What the task asks ->
Reproduce every line of the records below, leaving out the picture lines, and raise each bounding-box coordinate in the answers by 74. Leave all other numbers unchanged.
--- START OF Records ---
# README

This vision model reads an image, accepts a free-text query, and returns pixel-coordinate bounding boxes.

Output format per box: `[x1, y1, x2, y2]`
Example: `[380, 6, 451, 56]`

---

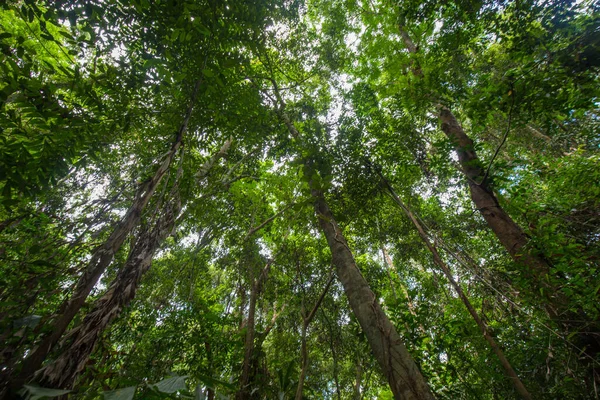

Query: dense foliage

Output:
[0, 0, 600, 400]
--- END OF Records ---
Output for this task ->
# README

This vision model reads an image, accepts a free-text query, and returns pixel-coordinate bounding boxes.

Output format per box: `[x1, y1, x2, y2]`
Example: `[380, 6, 451, 56]`

---


Query: dense foliage

Output:
[74, 74, 674, 474]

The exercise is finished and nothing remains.